*Text block*:
◆ ◆ ◆ ◆ ◆ ◆ ◆
Parenting advice about sleep: Where have we been? Where are we going? (Gordon,
M. D., & Hill, S. L. (2009, April). Paper presented at the Society
for Research in Development Biennial Conference, Denver, Colorado.
April 1-4, 2009. (Please email for copy).
Abstract:
For parents and professionals, sleeping through the night has grown
in both importance and urgency as a necessary benchmark for infant as
young as 3- to 6-months of age. Contemporary research contends that
failure to establish unbroken nighttime sleep by 6-months of age may
result in poor daytime behavior, family stress, and sleep problems in
the long-term. The current construction of sleep and its resulting
parenting advice, while rooted in contemporary science, proceeds from a
distinct sociohistorical and cultural context that, over time, has
varied, responding to changing technological, economic, political and
social conditions. Beliefs about appropriate management of both adult
and infant sleep have shifted from a pre-industrial configuration
(communal and broken into phases), to a post-industrial sleep (solitary
and consolidated). The construction of sleep in the U.S. is relatively
unique and both embodies and reinforces distinct cultural values. Some
research has suggested that the mismatch between cultural emphases on
independence and an infants biological need for soothing and parental
presence has resulted in high levels of anxiety for parents and difficulty for infants. While
experts and clinicians agree that sleep is a major area of concern and
source of stress for parents, others question whether sleep advice
itself also contributes to parental worry and anxiety. This paper
examines both qualitative and quantitative data from a survey of
first-time parents (N = 267) about their experiences with sleep advice.
◆ ◆ ◆ ◆ ◆ ◆ ◆
*Source data*:
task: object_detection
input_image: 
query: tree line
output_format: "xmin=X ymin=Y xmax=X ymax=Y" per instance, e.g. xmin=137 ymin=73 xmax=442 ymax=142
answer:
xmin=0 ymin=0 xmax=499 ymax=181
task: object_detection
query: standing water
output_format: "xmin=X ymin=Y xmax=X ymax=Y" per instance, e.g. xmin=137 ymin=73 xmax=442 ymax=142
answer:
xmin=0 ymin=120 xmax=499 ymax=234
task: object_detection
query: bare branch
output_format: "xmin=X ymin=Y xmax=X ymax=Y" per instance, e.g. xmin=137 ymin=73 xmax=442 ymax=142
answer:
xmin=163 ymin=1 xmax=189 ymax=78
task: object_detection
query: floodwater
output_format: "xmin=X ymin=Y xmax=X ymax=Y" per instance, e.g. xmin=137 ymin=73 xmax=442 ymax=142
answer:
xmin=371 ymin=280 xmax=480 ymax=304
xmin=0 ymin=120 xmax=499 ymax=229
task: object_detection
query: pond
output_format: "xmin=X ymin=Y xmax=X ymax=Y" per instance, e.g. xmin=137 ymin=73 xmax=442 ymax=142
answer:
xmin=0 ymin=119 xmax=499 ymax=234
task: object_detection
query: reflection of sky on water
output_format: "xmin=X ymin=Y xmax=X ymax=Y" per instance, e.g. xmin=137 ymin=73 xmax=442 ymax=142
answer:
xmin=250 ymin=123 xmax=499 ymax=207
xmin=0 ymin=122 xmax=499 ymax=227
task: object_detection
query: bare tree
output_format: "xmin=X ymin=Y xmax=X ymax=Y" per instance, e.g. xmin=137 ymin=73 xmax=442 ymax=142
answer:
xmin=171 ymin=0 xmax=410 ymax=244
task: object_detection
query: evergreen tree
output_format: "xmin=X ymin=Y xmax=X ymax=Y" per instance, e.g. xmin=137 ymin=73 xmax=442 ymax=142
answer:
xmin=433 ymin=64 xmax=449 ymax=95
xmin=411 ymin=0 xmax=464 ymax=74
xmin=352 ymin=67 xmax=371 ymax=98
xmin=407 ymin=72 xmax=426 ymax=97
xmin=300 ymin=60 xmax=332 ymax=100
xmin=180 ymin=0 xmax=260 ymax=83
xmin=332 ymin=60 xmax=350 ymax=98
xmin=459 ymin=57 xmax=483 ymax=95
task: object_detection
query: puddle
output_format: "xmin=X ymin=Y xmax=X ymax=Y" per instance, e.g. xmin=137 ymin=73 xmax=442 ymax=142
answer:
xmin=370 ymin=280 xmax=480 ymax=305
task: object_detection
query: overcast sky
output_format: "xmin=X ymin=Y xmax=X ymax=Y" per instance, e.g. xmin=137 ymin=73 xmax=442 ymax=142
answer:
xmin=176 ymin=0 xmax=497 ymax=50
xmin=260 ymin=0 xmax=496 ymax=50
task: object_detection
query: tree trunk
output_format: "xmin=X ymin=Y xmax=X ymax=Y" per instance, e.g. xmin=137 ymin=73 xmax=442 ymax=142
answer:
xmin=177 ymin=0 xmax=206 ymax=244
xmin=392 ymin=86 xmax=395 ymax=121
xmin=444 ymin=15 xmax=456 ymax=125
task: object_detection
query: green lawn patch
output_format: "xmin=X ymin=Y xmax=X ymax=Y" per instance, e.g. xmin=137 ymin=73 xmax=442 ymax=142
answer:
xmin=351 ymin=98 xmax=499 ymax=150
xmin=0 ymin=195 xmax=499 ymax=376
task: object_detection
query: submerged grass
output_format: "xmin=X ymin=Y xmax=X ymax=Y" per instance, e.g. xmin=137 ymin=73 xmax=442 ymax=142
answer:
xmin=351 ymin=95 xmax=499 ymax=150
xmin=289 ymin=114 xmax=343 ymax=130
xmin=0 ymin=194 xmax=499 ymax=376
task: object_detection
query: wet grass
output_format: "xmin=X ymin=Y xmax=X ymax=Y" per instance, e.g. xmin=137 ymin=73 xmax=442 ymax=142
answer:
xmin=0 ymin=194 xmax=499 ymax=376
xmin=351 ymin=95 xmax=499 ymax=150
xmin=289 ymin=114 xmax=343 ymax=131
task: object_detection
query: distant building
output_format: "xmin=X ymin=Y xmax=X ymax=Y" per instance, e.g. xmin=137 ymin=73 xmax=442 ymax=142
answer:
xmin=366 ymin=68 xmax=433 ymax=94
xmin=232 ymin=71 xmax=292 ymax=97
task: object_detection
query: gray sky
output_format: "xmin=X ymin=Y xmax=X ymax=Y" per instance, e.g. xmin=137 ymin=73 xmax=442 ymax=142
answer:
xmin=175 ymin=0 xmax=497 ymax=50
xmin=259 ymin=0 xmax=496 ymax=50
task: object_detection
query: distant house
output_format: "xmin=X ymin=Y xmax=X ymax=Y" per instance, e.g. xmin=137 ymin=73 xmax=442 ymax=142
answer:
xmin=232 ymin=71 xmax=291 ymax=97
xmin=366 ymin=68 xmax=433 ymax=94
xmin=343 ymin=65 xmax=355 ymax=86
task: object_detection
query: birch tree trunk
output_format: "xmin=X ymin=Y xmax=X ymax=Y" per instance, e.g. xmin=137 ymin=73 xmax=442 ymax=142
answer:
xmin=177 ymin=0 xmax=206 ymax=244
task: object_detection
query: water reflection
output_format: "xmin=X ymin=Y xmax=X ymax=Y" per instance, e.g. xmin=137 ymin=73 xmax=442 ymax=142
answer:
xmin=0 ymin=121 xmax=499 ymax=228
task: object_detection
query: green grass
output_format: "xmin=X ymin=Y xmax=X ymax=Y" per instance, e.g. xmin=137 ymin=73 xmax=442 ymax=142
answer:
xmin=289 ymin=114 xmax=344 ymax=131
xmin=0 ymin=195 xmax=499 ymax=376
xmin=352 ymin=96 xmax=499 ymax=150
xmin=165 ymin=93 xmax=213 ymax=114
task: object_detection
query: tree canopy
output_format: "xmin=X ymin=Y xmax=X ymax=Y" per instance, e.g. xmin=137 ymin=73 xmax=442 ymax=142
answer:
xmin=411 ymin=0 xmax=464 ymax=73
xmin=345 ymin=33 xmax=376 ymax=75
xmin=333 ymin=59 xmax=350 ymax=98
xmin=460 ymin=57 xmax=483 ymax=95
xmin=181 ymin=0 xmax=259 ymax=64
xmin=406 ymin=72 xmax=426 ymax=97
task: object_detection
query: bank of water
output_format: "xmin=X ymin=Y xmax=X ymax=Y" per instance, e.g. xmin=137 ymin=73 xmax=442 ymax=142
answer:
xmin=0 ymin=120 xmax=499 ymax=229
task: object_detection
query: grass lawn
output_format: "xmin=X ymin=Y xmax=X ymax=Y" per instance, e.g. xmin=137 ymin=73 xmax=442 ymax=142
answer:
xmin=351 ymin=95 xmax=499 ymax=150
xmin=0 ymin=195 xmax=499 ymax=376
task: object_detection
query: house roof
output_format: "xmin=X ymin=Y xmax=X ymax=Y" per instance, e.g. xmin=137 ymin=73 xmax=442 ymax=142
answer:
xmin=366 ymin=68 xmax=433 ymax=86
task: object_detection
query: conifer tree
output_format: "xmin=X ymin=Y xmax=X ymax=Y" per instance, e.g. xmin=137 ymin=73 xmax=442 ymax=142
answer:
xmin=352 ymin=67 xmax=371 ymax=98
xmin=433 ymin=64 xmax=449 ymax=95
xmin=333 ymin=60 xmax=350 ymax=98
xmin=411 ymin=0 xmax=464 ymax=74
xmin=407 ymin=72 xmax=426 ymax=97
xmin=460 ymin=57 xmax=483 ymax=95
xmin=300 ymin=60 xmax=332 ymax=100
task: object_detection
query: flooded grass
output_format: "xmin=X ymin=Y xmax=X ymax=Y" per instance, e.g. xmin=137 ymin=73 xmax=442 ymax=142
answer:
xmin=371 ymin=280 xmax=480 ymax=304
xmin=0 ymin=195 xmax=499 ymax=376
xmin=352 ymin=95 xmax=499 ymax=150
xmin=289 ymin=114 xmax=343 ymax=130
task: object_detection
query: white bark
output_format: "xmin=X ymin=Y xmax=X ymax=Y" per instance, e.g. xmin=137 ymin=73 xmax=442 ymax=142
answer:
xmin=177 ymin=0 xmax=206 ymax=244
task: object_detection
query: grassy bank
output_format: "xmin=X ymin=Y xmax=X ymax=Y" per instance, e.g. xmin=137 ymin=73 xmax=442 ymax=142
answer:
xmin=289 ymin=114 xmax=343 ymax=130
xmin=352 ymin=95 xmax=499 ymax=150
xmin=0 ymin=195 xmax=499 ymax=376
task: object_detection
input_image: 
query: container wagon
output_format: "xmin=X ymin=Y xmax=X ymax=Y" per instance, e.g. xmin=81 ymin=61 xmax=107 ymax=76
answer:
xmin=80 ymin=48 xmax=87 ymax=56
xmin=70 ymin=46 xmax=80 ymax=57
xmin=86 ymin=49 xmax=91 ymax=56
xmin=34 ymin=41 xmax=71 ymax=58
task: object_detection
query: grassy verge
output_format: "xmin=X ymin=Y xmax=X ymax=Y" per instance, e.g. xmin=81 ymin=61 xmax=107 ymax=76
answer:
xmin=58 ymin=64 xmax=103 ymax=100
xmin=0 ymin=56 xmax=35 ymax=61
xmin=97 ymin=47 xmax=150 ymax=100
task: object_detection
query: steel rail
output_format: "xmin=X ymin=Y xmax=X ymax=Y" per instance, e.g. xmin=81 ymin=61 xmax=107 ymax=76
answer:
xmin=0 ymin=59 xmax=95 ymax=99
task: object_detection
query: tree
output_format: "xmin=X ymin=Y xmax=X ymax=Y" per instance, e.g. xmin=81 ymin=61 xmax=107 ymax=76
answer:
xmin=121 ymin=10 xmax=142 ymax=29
◆ ◆ ◆ ◆ ◆ ◆ ◆
*Task description*: Output the passage of the abstract on infant sleep advice from "Parenting advice about" up to and including "email for copy).", copied exactly. The items have nothing to do with the text.

*Answer space*:
Parenting advice about sleep: Where have we been? Where are we going? (Gordon,
M. D., & Hill, S. L. (2009, April). Paper presented at the Society
for Research in Development Biennial Conference, Denver, Colorado.
April 1-4, 2009. (Please email for copy).